Set exercise: Without the pictures, repeat the listing character for character.

Region annotation entries

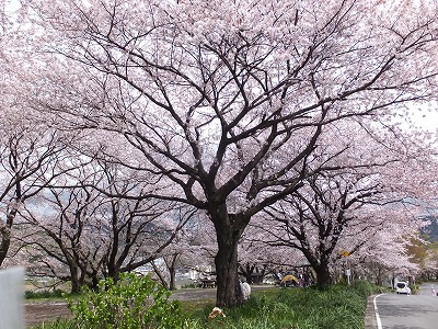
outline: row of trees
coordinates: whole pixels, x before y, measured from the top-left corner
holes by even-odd
[[[298,250],[322,285],[342,250],[394,260],[436,180],[433,138],[401,124],[437,94],[436,11],[408,9],[22,0],[2,21],[0,257],[20,213],[20,250],[80,284],[207,217],[219,306],[242,300],[239,248]]]

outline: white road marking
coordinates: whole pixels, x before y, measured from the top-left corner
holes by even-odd
[[[381,295],[384,295],[384,294],[377,295],[377,296],[374,297],[374,299],[372,300],[372,302],[374,303],[374,314],[376,314],[376,322],[377,322],[377,328],[378,328],[378,329],[382,329],[382,328],[383,328],[383,327],[382,327],[382,321],[380,320],[379,309],[378,309],[378,307],[377,307],[377,300],[376,300],[376,298],[379,297],[379,296],[381,296]]]

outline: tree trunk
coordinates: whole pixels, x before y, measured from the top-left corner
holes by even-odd
[[[168,269],[169,269],[169,274],[170,274],[170,280],[169,280],[169,290],[174,291],[176,290],[176,260],[177,260],[178,254],[172,254],[171,261],[168,263]]]
[[[16,216],[16,208],[11,209],[8,213],[7,216],[7,222],[4,223],[4,226],[0,228],[0,268],[1,264],[3,263],[4,259],[8,256],[9,247],[11,245],[11,237],[12,237],[12,224],[13,220]]]
[[[0,229],[0,268],[3,263],[4,259],[7,258],[9,246],[11,243],[11,229],[7,226]]]
[[[321,264],[314,268],[314,271],[316,273],[316,285],[319,287],[325,288],[333,283],[327,263],[322,262]]]
[[[219,307],[232,307],[243,303],[238,274],[238,242],[242,229],[216,225],[218,253],[215,257],[217,299]]]

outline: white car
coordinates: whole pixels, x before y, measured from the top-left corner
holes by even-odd
[[[411,295],[411,288],[407,282],[397,282],[395,284],[395,293]]]

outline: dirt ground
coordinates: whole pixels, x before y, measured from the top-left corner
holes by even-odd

Final answer:
outline: row of trees
coordinates: whole pixels, x before y, measured from the top-left corner
holes by even-odd
[[[298,250],[322,285],[342,250],[394,260],[436,180],[433,138],[401,124],[437,94],[436,11],[408,9],[22,0],[2,21],[0,257],[20,213],[20,250],[80,284],[207,217],[219,306],[242,300],[239,248]]]

outline: white road marking
coordinates: whole pixels, x before y, measured from the top-left corner
holes by even-odd
[[[381,295],[384,295],[384,294],[377,295],[377,296],[374,297],[374,299],[372,300],[372,302],[374,303],[374,314],[376,314],[376,322],[377,322],[377,328],[378,328],[378,329],[382,329],[382,328],[383,328],[383,327],[382,327],[382,321],[380,320],[379,309],[378,309],[378,307],[377,307],[377,300],[376,300],[376,298],[379,297],[379,296],[381,296]]]

outline: tree trunk
coordinates: whole pixels, x before y, measured from the top-left corner
holes by even-odd
[[[168,269],[169,269],[169,274],[170,274],[170,280],[169,280],[169,290],[174,291],[176,290],[176,260],[177,260],[178,254],[172,254],[171,261],[168,263]]]
[[[16,216],[16,208],[11,209],[8,213],[7,216],[7,222],[4,223],[4,226],[0,228],[0,268],[1,264],[3,263],[4,259],[8,256],[9,247],[11,245],[11,237],[12,237],[12,224],[13,220]]]
[[[0,229],[0,268],[3,263],[4,259],[7,258],[9,246],[11,243],[11,229],[7,226]]]
[[[321,264],[314,268],[314,271],[316,273],[316,285],[319,287],[325,288],[333,283],[327,263],[322,262]]]
[[[219,307],[232,307],[243,303],[238,274],[238,242],[242,229],[216,225],[218,253],[215,257],[217,299]]]

outline: white car
coordinates: whole pixels, x before y, measured from the top-left corner
holes by even-odd
[[[411,295],[411,288],[407,282],[397,282],[395,284],[395,293]]]

outline: dirt ground
coordinates: whole pixels, x before y, measured from the top-left corner
holes by even-odd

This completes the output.